## Wymagania zadania
W którym roku, według tekstu o alei Włókniarzy w Łodzi, ulica otrzymała swoją obecną nazwę?

## Fragment do przeczytania
◇ ◇ ◇ ◇ ◇ ◇ ◇

Narcyza ŻmichowskaAleja Włókniarzy. Jedna z najdłuższych ulic w Łodzi. Wielopasmowa arteria. Część drogi krajowej numer 1 i trasy łączącej północ Łodzi – dużego miasta w środkowej Polsce – z jej południem. Efekt modernizacji lat siedemdziesiątych XX wieku i fantazji urbanistycznych, które wciąż mocno tkwią w głowach dzisiejszych projektantów dróg. Zaczyna się od skrzyżowania z aleją Adama Mickiewicza (wieszcza polskiego urodzonego na Litwie) i ulicą Władysława Bandurskiego (biskupa archidiecezji lwowskiej, kapelana Legionów Polski), kończy na rondzie z ulicą Zgierską. Obecną nazwę nadano ulicy w roku 1977. W 2005 roku przemianowano jej fragment na aleję Jana Pawła II (papieża rzymskokatolickiego polskiego pochodzenia).
Szumnie zapowiadano, że nowa trasa szybkiego ruchu zostanie otwarta z okazji obchodów 22 Lipca 1977 roku. Prasa lokalna jednak milczy na ten temat, główną atrakcją lipca 1977 było symboliczne otwarcie nowej siedziby Zakładów Przemysłu Pończoszniczego „Feniks”, która de facto działała już od stycznia tamtego roku. Przewidywano, że po osiągnięciu pełnej zdolności produkcyjnej przedsiębiorstwo będzie dostarczać rocznie siedemdziesiąt dwa miliony siedemset tysięcy pończoch, rajtuzów i skarpet.
Łódź rozrastała się od XIX wieku za sprawą przemysłu włókienniczego. Dzięki niemu doszła do pozycji drugiego pod względem liczby ludności miasta w Polsce, by u progu XXI wieku, już po upadku przemysłu, spaść na pozycję trzecią. Na całym świecie przemysły tekstylne spoczywały i spoczywają głównie na barkach kobiet. Tak też było w Łodzi. Świadomość silnej feminizacji siły produkcyjnej weszła do języka potocznego. Nawet w PRL, kiedy preferowano „męskie” końcówki. „Górnicy i prządki są z nami!” – mówiono w rządzie, w kronikach filmowych i później w opozycji. Aleja musiała być jednak aleją Włókniarzy.

◇ ◇ ◇ ◇ ◇ ◇ ◇

## Zapisane rekordy
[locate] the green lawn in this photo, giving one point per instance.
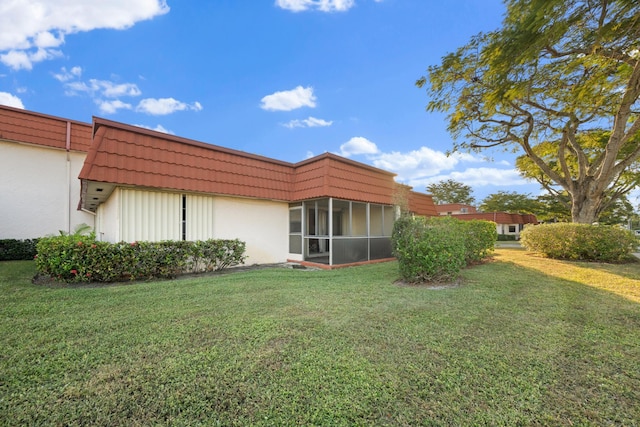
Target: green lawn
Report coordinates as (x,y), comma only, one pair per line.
(524,341)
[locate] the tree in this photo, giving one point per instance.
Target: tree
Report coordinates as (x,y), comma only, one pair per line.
(593,143)
(511,202)
(451,191)
(556,71)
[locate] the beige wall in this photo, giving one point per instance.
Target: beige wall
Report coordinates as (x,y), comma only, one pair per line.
(139,215)
(263,225)
(39,191)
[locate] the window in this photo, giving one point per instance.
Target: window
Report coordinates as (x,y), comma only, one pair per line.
(184,217)
(295,230)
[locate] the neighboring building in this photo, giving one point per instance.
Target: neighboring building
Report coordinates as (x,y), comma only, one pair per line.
(455,209)
(136,184)
(506,223)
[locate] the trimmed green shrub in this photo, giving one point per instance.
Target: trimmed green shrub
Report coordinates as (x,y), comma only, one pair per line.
(427,251)
(76,258)
(479,236)
(17,250)
(585,242)
(436,249)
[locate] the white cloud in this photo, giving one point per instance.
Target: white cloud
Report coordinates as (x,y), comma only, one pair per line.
(10,100)
(417,163)
(158,128)
(163,106)
(112,106)
(102,88)
(310,123)
(321,5)
(288,100)
(358,145)
(17,59)
(31,29)
(65,76)
(424,166)
(480,177)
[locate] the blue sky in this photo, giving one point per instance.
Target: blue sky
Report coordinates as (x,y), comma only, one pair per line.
(287,79)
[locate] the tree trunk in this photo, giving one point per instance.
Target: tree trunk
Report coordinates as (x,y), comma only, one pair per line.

◇ ◇ ◇ ◇ ◇ ◇ ◇

## Wynik końcowy
W 1977 roku.